* **EXERCISE DESCRIPTION**: Display every line of the entries below that contains the string "written", matching case exactly.

* **GIVEN INFORMATION**:

☆ ☆ ☆ ☆

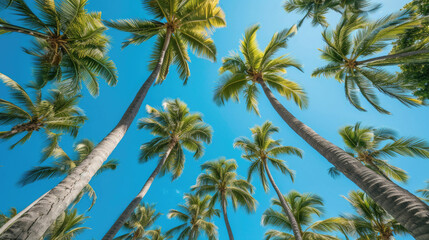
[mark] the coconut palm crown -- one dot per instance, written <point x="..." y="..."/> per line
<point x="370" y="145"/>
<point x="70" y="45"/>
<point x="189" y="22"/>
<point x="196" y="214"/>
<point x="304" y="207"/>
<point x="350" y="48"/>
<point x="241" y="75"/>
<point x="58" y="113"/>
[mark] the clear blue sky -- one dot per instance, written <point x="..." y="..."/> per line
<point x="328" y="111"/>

☆ ☆ ☆ ☆

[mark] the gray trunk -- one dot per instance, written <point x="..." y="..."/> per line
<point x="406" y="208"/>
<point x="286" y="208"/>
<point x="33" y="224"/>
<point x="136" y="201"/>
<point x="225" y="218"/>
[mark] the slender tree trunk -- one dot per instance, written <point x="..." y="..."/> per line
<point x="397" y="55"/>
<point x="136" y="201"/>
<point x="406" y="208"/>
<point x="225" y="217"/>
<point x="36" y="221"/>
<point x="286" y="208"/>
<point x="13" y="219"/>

☆ ☆ ☆ ☆

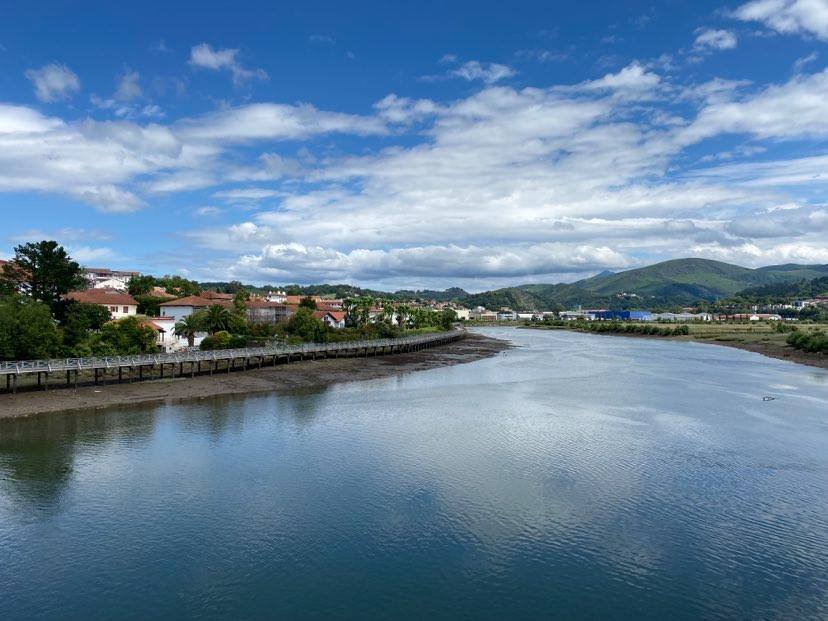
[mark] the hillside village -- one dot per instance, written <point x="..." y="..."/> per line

☆ ☆ ☆ ☆

* **RESPONSE TO THIS EXERCISE**:
[mark] the coconut palm crown -- one dot per instance, written <point x="..." y="..."/> per line
[mark] the clear blue sky -- one dot per instance, written <point x="..." y="..."/> per line
[mark] the gray trunk -- one dot per instance, written <point x="..." y="..."/> per line
[mark] the slender tree trunk -- one dot per instance, written <point x="..." y="..."/> per line
[mark] the hillside village -- one dot per instance, written <point x="..." y="..."/> per line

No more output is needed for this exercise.